HDP Sözcüsü Bilgen: Savcılara yakalama kararı asla kabul edilemez

HDP Parti Basın Sözcüsü Ayhan Bilgen, çok sayıda kişinin hayatını kaybettiği bir fotoğrafla haftaya başladığını belirterek, AK Parti ile CHP arasındaki koalisyon görüşmelerinde 'reform' ihtiyacının güçlü şekilde vurgulanmasının memnuniyet verici olduğunu söyledi.
HDP'li Bilgen, eski savcılar Zekeriya Öz, Celal Kara ve Mehmet Yüzgeç'in haklarında çıkartılan yakalama kararları için de yargı üzerindeki siyasi baskıya işaret ederek, "Son 3 yıl önceki düzenlemeyle birlikte böyle kullanılması ve yargıçları, savcıların verdikleri başlattıkları soruşturmalar dolayısıyla böyle bir muameleye maruz kalması zaten asla kabul edilemez." dedi.

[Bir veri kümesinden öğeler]
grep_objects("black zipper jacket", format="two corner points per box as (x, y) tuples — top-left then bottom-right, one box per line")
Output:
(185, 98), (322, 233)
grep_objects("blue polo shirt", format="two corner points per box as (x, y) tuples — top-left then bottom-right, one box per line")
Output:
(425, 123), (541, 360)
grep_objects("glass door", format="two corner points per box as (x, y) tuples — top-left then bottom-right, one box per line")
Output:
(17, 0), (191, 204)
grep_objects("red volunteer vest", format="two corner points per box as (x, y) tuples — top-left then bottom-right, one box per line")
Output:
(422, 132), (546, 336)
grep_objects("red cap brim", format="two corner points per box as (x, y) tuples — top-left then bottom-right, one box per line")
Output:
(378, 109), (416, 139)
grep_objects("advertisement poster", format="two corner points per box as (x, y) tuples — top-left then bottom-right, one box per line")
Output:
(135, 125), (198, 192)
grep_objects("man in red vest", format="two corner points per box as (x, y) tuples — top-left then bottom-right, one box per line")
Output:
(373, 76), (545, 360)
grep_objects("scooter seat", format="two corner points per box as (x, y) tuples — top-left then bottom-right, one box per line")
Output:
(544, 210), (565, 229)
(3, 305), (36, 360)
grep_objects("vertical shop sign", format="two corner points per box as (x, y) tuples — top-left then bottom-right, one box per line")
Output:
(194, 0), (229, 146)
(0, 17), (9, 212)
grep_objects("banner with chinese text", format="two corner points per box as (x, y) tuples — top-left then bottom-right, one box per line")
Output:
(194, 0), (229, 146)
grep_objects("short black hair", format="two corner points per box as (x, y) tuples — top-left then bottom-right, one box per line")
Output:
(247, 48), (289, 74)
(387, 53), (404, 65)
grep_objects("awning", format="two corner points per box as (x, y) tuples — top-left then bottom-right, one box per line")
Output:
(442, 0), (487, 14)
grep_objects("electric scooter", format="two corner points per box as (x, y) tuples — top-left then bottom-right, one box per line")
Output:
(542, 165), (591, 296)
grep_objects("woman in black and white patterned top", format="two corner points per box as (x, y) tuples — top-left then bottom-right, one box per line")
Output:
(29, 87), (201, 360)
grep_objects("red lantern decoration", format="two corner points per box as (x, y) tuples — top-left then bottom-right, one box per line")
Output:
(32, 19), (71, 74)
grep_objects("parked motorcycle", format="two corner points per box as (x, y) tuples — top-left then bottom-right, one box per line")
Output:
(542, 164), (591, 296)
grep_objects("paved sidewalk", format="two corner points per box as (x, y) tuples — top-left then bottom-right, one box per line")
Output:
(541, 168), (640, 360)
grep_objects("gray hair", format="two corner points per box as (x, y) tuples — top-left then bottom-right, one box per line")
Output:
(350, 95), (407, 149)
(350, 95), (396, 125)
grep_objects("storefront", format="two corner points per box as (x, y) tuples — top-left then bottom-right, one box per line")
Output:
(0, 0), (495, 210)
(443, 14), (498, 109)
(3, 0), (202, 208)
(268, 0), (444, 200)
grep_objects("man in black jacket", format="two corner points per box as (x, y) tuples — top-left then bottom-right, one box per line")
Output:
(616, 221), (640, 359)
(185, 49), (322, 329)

> [Görevler]
[1] Haber metninde "HDP Sözcüsü Bilgen: Savcılara" ifadesinden başlayıp "verici olduğunu söyledi." ifadesine dek uzanan bölümün tamamını aynen yazdırınız.
[2] Haber metnine göre hangi eski savcılar hakkında yakalama kararı çıkarılmıştır?
[3] HDP sözcüsünün açıklamalarını aktaran haber metninin devamını, son cümlesinden sonra kaldığı yerden getiriniz.

> [Yanıt Takımı]
[1]
HDP Sözcüsü Bilgen: Savcılara yakalama kararı asla kabul edilemez

HDP Parti Basın Sözcüsü Ayhan Bilgen, çok sayıda kişinin hayatını kaybettiği bir fotoğrafla haftaya başladığını belirterek, AK Parti ile CHP arasındaki koalisyon görüşmelerinde 'reform' ihtiyacının güçlü şekilde vurgulanmasının memnuniyet verici olduğunu söyledi.

[2] Zekeriya Öz, Celal Kara ve Mehmet Yüzgeç.

[3]
HDP Genel Merkezinde haftalık günden değerlendirme toplantısı yapan partinin Basın Sözcüsü Ayhan Bilgen, sözlerine her türlü şiddeti kınayarak, bir kişinin daha hayatını kaybetmeden hem Ortadoğu'da barışın, huzurun tesis olması hem Türkiye içerisinde çatışmanın son bulması dileklerini paylaştı. Bilgen, "Biz bütün gündemlerin üzerinde ve önünde görüyoruz; Türkiye'nin barış, huzur ve demokrasi ihtiyacını." diye devam ederek, bir taraftan koalisyon umutlarını bir nebze de olsa yükselmiş olmasını memnuniyetle karşıladıklarını dile getirdi.

Bilgen, "Biz başından beri Türkiye'de seçmenin iradesine saygı duyulması gerektiğini, sandıktan en çok oy alarak çıkmış iki partinin biran önce yaşananların sorumlusu ve muhatabının ortaya çıkması açısından tabii ki hem barışı, demokrasiyi esas alan bir programla parlamentoda gerekli süreci başlatması gerektiğini ifade ediyoruz.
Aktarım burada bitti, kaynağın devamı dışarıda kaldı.